Rows of box annotation data
---------------
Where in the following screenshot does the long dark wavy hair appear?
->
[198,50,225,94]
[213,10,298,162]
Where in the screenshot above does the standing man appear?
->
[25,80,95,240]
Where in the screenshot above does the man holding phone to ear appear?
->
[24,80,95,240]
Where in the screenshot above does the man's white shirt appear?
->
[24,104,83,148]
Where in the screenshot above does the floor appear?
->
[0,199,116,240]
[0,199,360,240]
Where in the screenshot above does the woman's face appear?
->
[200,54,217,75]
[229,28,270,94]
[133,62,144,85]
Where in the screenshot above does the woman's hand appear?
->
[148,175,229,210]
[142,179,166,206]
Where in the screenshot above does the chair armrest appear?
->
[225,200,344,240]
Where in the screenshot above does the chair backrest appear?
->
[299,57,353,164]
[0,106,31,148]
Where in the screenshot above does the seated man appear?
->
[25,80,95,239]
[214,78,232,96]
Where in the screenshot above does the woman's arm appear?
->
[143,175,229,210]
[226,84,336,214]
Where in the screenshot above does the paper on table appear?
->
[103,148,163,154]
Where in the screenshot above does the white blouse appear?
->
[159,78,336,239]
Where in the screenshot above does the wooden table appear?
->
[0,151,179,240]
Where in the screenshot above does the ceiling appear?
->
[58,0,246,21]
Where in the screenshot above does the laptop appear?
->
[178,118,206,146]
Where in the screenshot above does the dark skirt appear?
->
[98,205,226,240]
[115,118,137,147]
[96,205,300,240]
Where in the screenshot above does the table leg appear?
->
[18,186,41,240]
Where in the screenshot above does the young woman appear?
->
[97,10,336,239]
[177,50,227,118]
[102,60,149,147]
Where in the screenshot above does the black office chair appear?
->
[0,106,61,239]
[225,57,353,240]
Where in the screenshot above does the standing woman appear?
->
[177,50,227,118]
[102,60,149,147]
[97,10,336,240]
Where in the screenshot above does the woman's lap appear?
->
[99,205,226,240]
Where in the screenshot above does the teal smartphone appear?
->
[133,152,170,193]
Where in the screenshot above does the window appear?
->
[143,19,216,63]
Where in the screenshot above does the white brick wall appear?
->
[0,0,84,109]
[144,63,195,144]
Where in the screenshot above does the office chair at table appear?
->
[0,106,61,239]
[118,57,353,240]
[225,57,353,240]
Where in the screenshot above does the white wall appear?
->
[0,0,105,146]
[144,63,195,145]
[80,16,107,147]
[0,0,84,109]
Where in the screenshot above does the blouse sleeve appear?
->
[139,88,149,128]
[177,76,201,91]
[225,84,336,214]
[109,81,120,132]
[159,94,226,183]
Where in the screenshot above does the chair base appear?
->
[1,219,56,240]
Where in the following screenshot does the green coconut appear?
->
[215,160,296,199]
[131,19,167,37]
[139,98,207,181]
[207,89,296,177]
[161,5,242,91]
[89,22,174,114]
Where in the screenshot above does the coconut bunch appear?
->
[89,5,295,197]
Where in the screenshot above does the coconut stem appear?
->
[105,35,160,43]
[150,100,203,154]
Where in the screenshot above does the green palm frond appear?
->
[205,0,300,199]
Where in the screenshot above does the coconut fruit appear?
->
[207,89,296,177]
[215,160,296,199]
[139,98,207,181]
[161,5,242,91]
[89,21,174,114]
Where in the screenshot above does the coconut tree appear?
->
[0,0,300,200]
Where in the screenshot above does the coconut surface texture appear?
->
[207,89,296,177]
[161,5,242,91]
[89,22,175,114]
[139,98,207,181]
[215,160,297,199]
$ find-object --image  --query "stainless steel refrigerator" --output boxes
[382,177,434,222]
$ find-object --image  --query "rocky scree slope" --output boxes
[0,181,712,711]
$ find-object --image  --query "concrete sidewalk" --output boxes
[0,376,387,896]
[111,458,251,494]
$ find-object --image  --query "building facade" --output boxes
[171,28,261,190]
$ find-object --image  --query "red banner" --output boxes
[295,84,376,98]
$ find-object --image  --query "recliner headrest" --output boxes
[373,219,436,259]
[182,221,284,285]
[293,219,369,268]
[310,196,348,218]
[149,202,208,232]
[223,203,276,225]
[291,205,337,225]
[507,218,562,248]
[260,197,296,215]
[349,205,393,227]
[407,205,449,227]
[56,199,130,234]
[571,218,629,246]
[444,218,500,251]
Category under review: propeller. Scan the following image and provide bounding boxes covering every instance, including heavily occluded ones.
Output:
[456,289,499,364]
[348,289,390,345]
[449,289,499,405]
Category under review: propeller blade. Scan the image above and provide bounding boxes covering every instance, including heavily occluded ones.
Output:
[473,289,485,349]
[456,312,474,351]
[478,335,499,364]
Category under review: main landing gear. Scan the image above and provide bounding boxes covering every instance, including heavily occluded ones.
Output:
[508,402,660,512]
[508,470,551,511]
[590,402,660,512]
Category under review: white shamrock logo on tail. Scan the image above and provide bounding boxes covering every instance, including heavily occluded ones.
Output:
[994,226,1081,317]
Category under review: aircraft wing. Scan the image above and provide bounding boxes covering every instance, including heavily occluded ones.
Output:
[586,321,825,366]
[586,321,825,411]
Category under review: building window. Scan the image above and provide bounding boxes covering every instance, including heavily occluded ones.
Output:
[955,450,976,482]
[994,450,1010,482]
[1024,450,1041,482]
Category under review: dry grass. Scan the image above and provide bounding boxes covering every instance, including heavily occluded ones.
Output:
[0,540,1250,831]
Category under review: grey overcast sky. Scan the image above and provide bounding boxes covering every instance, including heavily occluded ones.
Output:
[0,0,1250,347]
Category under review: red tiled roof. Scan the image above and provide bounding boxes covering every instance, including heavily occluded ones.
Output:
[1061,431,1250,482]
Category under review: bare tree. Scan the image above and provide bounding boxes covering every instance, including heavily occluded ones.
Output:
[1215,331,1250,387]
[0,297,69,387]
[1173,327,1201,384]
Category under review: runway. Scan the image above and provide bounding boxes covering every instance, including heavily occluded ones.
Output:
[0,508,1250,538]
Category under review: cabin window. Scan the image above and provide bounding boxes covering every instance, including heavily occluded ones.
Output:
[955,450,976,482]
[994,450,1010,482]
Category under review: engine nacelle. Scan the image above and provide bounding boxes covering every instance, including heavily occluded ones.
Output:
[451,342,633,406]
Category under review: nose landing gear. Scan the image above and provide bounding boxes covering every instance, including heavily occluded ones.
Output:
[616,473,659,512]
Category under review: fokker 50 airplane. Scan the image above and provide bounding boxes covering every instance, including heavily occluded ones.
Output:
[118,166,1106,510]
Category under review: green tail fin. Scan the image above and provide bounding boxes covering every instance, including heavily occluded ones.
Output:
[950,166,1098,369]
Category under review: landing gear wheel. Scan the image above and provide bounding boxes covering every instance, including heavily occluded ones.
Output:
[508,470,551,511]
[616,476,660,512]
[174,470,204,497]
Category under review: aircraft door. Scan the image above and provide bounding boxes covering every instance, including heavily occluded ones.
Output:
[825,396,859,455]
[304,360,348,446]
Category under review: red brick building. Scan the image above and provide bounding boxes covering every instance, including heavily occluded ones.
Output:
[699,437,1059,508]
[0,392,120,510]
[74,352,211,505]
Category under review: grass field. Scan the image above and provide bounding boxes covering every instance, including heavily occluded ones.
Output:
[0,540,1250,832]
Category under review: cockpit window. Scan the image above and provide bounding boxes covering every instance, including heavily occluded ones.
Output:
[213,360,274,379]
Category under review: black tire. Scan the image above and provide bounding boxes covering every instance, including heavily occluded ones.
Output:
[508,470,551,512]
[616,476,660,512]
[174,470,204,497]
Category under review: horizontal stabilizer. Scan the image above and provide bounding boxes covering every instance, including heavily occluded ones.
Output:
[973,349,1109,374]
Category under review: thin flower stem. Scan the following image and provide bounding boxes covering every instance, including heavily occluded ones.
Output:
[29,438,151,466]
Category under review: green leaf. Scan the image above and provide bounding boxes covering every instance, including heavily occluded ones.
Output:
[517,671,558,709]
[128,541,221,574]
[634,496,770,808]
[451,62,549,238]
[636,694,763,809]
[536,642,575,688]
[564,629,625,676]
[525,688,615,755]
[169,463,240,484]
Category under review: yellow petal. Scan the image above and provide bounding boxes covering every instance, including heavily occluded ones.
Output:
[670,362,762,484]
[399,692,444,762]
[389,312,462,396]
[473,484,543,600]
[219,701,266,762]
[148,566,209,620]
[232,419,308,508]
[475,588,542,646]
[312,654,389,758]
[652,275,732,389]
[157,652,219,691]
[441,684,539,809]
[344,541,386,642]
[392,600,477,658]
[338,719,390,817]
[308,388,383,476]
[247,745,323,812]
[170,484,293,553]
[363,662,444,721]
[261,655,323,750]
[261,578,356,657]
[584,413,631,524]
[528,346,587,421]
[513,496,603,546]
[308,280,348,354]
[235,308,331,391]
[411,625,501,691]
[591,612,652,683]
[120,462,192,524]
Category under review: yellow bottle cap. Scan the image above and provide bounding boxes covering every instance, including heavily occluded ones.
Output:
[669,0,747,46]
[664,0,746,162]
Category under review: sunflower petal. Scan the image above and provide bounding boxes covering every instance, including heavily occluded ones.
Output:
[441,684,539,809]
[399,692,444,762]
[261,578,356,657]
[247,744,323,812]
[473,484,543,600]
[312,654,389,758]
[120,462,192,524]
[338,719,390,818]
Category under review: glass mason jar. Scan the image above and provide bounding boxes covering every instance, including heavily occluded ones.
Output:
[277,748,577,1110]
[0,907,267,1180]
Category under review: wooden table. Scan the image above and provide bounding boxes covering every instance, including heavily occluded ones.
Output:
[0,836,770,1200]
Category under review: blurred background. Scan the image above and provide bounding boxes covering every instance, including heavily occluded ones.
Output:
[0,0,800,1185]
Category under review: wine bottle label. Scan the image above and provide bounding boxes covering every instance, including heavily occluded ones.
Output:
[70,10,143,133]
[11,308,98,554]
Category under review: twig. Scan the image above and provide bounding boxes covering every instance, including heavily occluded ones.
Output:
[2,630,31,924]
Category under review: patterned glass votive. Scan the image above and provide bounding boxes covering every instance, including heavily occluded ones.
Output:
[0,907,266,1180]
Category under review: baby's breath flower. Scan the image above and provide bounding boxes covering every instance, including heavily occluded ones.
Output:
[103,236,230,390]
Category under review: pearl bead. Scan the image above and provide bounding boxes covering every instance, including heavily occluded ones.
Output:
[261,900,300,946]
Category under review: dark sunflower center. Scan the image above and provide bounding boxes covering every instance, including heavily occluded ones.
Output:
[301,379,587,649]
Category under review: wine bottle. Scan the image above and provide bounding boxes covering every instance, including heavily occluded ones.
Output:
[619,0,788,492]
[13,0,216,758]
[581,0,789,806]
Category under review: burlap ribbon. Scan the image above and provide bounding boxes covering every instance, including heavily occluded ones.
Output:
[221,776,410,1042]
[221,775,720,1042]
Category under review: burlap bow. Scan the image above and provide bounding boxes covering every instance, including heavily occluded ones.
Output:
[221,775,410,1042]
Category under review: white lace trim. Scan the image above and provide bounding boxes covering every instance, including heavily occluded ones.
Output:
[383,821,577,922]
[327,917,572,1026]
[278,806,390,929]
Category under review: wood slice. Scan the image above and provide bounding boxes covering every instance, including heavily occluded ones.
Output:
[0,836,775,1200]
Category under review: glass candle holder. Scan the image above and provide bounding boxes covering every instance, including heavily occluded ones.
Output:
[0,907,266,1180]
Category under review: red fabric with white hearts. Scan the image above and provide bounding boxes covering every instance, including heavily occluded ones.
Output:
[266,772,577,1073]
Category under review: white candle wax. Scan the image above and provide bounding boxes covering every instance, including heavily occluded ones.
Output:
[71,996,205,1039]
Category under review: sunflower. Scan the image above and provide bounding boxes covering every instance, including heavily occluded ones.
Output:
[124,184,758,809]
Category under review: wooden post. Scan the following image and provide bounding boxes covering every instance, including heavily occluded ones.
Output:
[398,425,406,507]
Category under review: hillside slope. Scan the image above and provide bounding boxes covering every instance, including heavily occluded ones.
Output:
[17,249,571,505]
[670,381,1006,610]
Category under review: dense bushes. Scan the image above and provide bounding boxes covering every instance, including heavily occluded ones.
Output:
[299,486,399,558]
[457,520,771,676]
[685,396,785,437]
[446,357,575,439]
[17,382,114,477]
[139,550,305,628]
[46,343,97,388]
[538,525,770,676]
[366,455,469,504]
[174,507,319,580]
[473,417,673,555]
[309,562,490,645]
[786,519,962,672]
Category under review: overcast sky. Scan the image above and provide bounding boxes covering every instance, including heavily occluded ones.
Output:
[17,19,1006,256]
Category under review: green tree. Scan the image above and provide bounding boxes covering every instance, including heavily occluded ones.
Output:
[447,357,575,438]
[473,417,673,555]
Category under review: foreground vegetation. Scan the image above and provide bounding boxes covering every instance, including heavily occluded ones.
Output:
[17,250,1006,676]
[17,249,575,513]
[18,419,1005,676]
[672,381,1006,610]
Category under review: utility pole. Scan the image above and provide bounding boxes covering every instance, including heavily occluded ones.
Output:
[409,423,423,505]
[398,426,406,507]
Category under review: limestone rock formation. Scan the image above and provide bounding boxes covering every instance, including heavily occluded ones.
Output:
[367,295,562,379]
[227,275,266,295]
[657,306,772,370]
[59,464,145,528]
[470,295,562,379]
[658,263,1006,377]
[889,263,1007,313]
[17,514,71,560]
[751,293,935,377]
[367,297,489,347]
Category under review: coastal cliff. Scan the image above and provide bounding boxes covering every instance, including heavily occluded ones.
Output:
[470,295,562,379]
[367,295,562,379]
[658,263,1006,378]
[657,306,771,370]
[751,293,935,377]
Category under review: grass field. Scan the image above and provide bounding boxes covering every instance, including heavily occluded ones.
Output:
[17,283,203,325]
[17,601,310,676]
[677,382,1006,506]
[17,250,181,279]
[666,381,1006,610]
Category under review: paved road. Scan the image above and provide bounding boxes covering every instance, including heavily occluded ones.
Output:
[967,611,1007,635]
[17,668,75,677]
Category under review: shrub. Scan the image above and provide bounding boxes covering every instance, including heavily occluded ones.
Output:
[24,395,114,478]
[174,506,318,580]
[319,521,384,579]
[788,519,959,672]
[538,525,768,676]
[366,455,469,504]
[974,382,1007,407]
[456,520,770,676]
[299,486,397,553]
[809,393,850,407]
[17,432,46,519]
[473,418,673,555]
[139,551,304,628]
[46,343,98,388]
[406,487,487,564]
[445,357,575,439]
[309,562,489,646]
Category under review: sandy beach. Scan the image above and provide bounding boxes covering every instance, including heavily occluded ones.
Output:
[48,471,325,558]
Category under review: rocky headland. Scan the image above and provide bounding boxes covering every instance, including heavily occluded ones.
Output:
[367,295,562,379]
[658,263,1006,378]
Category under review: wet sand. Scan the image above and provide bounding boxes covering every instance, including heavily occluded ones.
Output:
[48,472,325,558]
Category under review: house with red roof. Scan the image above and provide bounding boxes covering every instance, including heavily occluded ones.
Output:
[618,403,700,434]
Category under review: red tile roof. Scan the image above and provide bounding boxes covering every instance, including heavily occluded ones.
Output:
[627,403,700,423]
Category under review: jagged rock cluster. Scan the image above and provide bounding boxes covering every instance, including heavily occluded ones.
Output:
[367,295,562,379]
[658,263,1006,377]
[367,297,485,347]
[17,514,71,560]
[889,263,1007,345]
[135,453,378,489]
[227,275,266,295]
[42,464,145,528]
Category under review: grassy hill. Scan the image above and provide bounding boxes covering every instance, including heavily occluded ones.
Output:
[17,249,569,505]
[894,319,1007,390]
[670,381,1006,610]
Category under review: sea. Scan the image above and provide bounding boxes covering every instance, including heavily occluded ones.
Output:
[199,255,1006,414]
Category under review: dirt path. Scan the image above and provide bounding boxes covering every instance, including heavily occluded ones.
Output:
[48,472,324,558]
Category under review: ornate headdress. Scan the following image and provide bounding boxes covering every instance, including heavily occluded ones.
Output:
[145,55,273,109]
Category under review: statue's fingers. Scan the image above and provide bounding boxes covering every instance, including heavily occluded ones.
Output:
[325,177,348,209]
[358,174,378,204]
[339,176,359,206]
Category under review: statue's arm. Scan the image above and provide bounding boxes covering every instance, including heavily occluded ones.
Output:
---------------
Given task: Copy word for word the part of the data above that opens with the line containing "Category under review: yellow bottle" and closes with the line containing "[338,719,390,818]", including both of those lines.

Answer to this task:
Category under review: yellow bottle cap. Scan the image above and provide bounding boxes covering every instance, including heavily occluded ones.
Output:
[669,0,747,46]
[664,0,746,162]
Category under review: sunflower petal. Scan the image above and provide bounding boxes covering every instance, including heavily occluded ones.
Output:
[441,684,539,809]
[399,692,444,762]
[261,578,356,657]
[247,744,323,812]
[473,484,543,600]
[312,654,389,758]
[120,462,192,524]
[338,719,390,818]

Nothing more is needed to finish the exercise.